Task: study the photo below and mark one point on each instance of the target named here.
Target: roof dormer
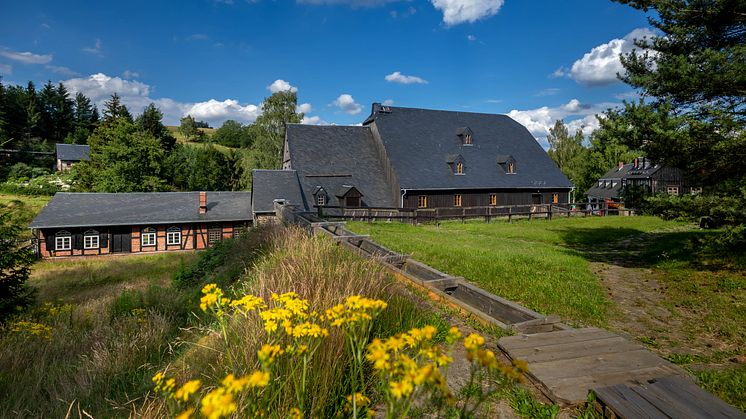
(466, 136)
(456, 163)
(507, 163)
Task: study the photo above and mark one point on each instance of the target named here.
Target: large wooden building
(413, 158)
(91, 224)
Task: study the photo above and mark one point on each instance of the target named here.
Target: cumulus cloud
(280, 85)
(65, 71)
(347, 104)
(95, 50)
(26, 57)
(601, 65)
(304, 108)
(136, 95)
(127, 74)
(577, 116)
(398, 77)
(462, 11)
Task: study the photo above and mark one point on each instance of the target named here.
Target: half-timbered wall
(193, 236)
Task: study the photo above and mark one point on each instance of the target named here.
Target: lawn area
(539, 264)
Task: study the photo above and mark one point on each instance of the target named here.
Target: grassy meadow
(692, 307)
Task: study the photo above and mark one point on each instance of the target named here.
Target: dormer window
(467, 137)
(507, 163)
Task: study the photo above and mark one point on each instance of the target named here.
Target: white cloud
(398, 77)
(347, 104)
(576, 115)
(461, 11)
(280, 85)
(127, 74)
(136, 95)
(601, 65)
(65, 71)
(304, 108)
(26, 57)
(95, 50)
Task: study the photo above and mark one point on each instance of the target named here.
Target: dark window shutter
(78, 241)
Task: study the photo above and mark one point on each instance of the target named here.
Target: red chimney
(202, 202)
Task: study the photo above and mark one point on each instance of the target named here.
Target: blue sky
(534, 60)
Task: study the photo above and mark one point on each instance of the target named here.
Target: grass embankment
(694, 314)
(530, 262)
(103, 326)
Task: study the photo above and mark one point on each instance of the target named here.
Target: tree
(189, 129)
(122, 159)
(151, 122)
(15, 267)
(268, 133)
(693, 81)
(232, 134)
(115, 109)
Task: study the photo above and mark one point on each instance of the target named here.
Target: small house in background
(69, 154)
(90, 224)
(643, 174)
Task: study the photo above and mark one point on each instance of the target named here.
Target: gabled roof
(334, 156)
(417, 139)
(72, 152)
(141, 208)
(268, 185)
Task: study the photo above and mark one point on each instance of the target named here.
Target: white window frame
(173, 236)
(91, 240)
(148, 237)
(63, 240)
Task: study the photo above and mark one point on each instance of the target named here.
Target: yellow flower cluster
(354, 310)
(32, 329)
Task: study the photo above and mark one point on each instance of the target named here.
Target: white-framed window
(147, 237)
(173, 235)
(63, 240)
(91, 239)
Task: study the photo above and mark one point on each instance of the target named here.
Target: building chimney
(202, 202)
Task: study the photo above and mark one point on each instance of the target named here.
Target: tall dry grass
(324, 274)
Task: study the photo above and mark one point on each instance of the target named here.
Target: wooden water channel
(564, 363)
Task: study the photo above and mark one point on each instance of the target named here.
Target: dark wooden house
(416, 158)
(642, 173)
(89, 224)
(69, 155)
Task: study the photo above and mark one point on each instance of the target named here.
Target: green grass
(534, 263)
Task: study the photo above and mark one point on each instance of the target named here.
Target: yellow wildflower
(186, 391)
(218, 403)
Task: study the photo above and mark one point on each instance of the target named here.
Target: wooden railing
(509, 212)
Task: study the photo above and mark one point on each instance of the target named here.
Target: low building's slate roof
(268, 185)
(72, 152)
(333, 157)
(419, 142)
(141, 208)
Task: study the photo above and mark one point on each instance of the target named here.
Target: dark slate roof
(418, 142)
(72, 152)
(141, 208)
(268, 185)
(335, 156)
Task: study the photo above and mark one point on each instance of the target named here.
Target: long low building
(89, 224)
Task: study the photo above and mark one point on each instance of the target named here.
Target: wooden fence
(509, 212)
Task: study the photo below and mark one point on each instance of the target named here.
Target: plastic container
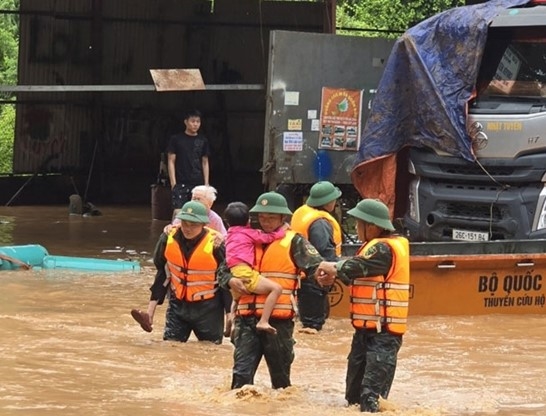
(32, 254)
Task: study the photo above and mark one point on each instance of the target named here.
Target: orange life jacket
(192, 279)
(382, 301)
(305, 216)
(276, 264)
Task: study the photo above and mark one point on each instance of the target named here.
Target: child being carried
(241, 241)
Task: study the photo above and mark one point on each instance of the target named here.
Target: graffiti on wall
(44, 136)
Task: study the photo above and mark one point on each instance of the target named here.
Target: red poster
(340, 116)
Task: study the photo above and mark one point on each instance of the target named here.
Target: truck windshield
(513, 64)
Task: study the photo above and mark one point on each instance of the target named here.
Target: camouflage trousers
(370, 368)
(313, 304)
(204, 318)
(251, 345)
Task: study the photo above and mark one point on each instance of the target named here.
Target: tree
(386, 18)
(9, 42)
(9, 51)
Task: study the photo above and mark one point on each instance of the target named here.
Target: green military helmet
(194, 211)
(374, 212)
(322, 193)
(271, 203)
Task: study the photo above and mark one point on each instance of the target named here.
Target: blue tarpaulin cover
(422, 96)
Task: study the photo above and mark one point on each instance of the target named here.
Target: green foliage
(7, 132)
(386, 18)
(9, 51)
(9, 42)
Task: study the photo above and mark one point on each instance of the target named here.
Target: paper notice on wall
(291, 98)
(340, 119)
(292, 141)
(294, 124)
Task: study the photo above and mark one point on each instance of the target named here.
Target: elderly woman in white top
(205, 194)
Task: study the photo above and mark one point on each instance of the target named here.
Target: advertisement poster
(340, 116)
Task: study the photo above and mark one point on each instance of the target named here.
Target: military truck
(502, 194)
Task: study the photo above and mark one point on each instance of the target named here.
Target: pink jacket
(241, 241)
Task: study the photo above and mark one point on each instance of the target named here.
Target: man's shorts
(180, 195)
(246, 272)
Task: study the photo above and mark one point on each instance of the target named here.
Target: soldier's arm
(305, 256)
(320, 235)
(376, 261)
(160, 285)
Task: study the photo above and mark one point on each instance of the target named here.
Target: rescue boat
(34, 256)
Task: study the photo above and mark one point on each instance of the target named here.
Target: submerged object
(36, 256)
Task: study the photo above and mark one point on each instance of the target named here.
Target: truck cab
(501, 195)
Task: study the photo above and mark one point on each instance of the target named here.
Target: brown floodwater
(70, 347)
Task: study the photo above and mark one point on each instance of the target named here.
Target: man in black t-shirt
(188, 160)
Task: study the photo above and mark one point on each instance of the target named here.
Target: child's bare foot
(264, 326)
(229, 324)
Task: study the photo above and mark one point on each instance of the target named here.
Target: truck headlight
(540, 219)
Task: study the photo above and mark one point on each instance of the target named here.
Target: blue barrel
(11, 257)
(90, 264)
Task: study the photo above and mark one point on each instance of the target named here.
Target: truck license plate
(464, 235)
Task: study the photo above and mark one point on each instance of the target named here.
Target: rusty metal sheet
(177, 79)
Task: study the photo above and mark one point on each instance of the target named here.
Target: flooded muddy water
(69, 345)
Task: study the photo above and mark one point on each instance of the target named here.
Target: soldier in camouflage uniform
(379, 279)
(202, 314)
(282, 261)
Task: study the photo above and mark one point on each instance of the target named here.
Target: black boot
(369, 404)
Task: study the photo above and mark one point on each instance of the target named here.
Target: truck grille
(468, 211)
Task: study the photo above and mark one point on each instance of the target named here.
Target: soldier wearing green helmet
(314, 220)
(282, 261)
(378, 277)
(187, 259)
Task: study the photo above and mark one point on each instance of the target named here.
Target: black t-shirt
(189, 151)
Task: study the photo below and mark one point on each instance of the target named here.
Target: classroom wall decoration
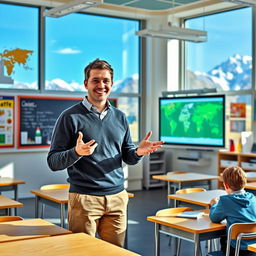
(6, 121)
(37, 116)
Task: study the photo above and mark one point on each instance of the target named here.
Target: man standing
(91, 139)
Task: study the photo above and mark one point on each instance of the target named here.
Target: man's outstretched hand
(146, 147)
(84, 149)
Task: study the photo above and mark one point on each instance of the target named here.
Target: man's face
(99, 85)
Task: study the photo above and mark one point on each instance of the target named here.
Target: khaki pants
(105, 215)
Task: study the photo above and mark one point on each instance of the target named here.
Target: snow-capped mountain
(233, 74)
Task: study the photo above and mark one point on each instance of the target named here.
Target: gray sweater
(100, 173)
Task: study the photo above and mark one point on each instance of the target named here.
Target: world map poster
(6, 121)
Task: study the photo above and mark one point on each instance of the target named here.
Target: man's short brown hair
(98, 64)
(235, 177)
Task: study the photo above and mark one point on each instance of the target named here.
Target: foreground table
(9, 184)
(198, 198)
(59, 198)
(73, 244)
(28, 229)
(7, 204)
(194, 230)
(185, 177)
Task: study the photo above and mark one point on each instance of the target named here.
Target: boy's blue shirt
(235, 208)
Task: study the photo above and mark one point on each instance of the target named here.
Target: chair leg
(42, 211)
(178, 247)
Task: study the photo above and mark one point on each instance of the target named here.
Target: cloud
(68, 51)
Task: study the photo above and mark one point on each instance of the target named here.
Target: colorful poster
(238, 110)
(6, 121)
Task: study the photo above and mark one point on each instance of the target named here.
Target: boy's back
(238, 206)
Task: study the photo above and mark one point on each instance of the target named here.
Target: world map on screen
(9, 58)
(193, 119)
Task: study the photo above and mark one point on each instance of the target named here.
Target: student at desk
(236, 207)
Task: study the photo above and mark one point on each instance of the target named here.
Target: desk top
(78, 244)
(251, 185)
(252, 247)
(27, 229)
(200, 225)
(6, 202)
(6, 181)
(59, 195)
(199, 198)
(186, 177)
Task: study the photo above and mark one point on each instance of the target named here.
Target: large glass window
(225, 60)
(72, 41)
(18, 47)
(75, 40)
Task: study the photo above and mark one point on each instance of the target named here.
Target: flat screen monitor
(193, 121)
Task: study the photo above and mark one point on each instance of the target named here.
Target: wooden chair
(10, 218)
(48, 187)
(237, 231)
(173, 185)
(168, 212)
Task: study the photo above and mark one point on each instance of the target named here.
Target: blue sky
(72, 42)
(229, 33)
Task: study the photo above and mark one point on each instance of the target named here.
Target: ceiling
(151, 5)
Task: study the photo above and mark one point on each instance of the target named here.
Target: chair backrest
(190, 190)
(172, 211)
(10, 218)
(54, 186)
(238, 231)
(177, 172)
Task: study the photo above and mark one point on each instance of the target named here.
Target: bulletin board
(6, 121)
(37, 116)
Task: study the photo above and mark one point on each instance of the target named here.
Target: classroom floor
(140, 231)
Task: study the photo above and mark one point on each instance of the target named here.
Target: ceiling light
(71, 6)
(244, 2)
(178, 33)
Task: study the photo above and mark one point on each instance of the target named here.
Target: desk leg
(36, 207)
(197, 248)
(157, 240)
(15, 197)
(62, 215)
(168, 193)
(210, 184)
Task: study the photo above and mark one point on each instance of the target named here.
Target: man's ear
(85, 84)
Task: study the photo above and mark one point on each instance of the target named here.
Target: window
(75, 40)
(18, 47)
(224, 62)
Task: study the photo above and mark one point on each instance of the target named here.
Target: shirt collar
(89, 105)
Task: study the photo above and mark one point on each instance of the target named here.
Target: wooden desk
(198, 198)
(7, 204)
(252, 247)
(251, 185)
(194, 230)
(58, 198)
(8, 184)
(28, 229)
(185, 177)
(73, 244)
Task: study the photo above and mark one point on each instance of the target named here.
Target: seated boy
(236, 207)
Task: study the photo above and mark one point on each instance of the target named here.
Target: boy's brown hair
(235, 177)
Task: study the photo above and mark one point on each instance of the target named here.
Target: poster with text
(6, 121)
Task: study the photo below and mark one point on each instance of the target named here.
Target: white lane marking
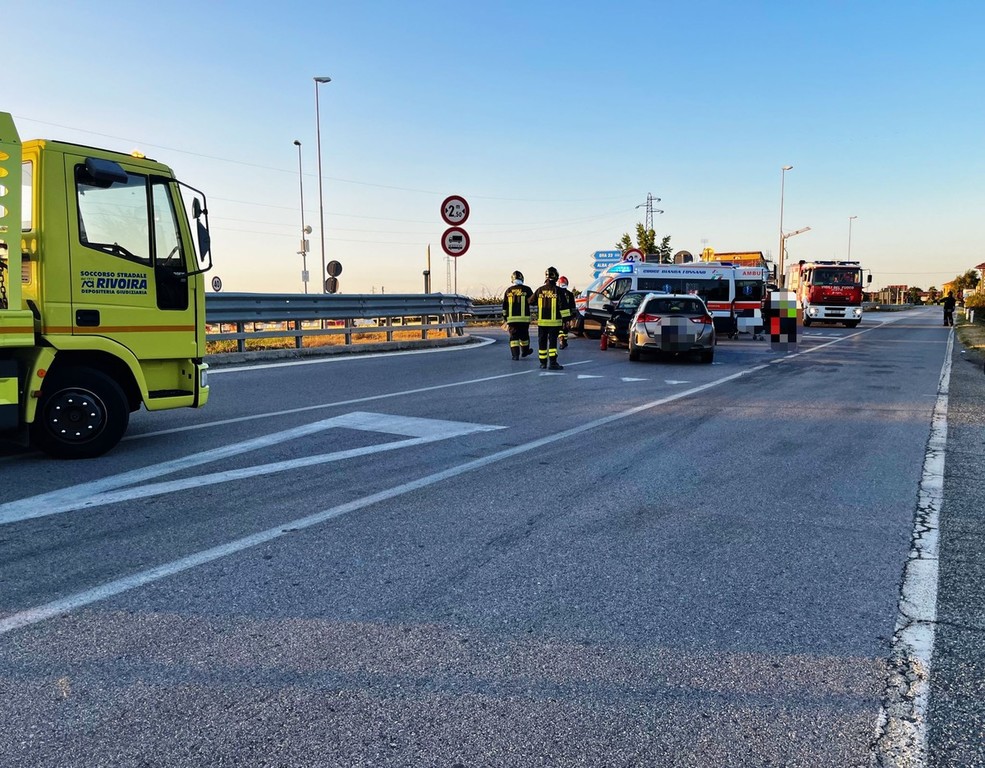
(348, 357)
(322, 406)
(106, 490)
(901, 733)
(87, 597)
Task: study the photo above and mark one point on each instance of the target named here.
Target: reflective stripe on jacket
(516, 304)
(552, 309)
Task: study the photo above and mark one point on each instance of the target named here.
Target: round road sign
(455, 241)
(454, 210)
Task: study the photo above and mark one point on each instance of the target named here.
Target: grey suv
(673, 324)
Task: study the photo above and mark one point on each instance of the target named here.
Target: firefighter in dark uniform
(569, 300)
(516, 315)
(551, 315)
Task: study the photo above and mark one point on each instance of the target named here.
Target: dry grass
(971, 335)
(329, 340)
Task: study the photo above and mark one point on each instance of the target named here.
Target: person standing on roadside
(569, 301)
(949, 308)
(551, 314)
(516, 315)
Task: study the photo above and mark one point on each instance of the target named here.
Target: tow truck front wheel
(82, 414)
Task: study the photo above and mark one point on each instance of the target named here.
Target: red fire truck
(828, 291)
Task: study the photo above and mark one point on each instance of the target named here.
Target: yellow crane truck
(102, 294)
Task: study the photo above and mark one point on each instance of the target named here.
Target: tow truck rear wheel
(82, 414)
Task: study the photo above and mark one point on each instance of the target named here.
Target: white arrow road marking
(113, 489)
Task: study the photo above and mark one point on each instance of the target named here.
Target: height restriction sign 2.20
(454, 210)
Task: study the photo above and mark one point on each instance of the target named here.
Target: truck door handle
(87, 318)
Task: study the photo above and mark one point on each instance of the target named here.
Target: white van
(713, 282)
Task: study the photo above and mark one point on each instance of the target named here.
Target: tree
(968, 280)
(646, 241)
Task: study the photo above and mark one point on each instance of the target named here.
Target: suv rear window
(674, 307)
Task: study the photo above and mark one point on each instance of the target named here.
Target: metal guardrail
(272, 315)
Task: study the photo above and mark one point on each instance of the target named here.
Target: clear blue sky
(554, 120)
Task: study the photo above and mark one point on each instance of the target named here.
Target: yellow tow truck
(102, 294)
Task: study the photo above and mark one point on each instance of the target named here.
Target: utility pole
(650, 210)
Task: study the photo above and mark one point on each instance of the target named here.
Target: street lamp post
(783, 172)
(304, 230)
(321, 204)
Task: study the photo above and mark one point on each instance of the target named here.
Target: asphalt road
(453, 559)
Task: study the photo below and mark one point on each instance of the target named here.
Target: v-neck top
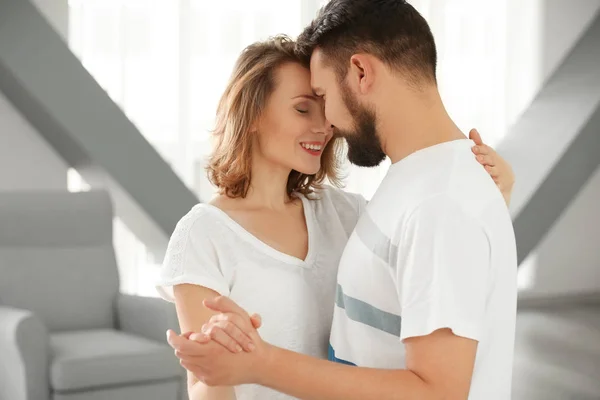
(309, 217)
(294, 297)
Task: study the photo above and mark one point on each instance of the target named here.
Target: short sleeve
(442, 271)
(191, 257)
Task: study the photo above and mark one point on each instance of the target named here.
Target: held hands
(228, 351)
(500, 170)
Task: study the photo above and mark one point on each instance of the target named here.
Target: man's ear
(362, 73)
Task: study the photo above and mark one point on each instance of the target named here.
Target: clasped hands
(228, 351)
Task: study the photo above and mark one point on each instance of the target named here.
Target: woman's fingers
(231, 325)
(217, 334)
(487, 159)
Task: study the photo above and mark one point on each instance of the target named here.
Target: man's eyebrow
(306, 96)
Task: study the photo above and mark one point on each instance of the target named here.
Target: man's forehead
(316, 58)
(316, 69)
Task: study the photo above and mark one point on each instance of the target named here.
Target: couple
(413, 295)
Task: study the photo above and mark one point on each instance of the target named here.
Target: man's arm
(440, 366)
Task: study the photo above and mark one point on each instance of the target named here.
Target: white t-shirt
(434, 249)
(293, 296)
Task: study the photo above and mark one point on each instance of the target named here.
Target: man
(426, 300)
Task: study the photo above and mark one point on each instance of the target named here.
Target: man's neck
(412, 123)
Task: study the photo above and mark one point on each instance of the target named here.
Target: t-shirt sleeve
(191, 257)
(442, 271)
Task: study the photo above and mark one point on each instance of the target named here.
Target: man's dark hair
(391, 30)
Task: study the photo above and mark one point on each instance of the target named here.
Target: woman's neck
(268, 186)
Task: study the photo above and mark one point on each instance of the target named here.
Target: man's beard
(364, 146)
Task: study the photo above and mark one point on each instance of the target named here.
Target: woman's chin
(309, 170)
+--
Task -> Please show every line in the entries above that contains the word "blue". Case counts.

Correct output ->
Target: blue sky
Target: blue tarpaulin cover
Target: blue barrel
Target: boy's blue shirt
Target: blue sky
Target: clear blue sky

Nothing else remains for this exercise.